-- START DATA FOR THIS EXERCISE --
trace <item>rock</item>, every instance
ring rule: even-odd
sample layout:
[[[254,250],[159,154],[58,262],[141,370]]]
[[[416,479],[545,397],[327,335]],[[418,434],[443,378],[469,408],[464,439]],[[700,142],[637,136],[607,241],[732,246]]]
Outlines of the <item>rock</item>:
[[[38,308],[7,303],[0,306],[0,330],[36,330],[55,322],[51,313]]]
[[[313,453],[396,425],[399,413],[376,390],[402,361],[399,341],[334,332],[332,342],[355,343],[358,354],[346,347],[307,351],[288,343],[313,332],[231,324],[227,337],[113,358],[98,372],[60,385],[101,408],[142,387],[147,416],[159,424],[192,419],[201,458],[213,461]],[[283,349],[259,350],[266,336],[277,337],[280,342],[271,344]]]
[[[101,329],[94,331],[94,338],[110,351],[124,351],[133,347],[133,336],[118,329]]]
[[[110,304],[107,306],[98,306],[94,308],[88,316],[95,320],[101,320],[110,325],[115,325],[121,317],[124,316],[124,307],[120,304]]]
-- END DATA FOR THIS EXERCISE --
→ PROBLEM REQUIREMENTS
Copy all the records above line for line, without changing anything.

→ TASK OUTPUT
trace <item>rock</item>, every instance
ring rule: even-odd
sample layout:
[[[254,250],[159,154],[58,262],[141,370]]]
[[[416,479],[545,397],[327,335]],[[418,434],[443,378],[469,408],[464,439]],[[700,142],[637,136],[607,241],[732,246]]]
Outlines of the <item>rock</item>:
[[[38,308],[7,303],[0,306],[0,330],[36,330],[55,322],[51,313]]]
[[[313,453],[396,425],[399,413],[376,390],[402,361],[399,341],[334,332],[332,342],[355,343],[358,354],[346,347],[307,351],[288,343],[313,332],[231,324],[227,337],[113,358],[98,372],[60,385],[101,408],[142,387],[147,416],[159,424],[192,419],[201,458],[213,461]],[[283,349],[259,350],[266,336],[277,337],[280,342],[271,344]]]
[[[101,329],[94,331],[94,338],[110,351],[124,351],[133,347],[133,336],[118,329]]]
[[[110,304],[107,306],[98,306],[94,308],[88,316],[95,320],[101,320],[110,325],[115,325],[121,317],[124,316],[124,307],[120,304]]]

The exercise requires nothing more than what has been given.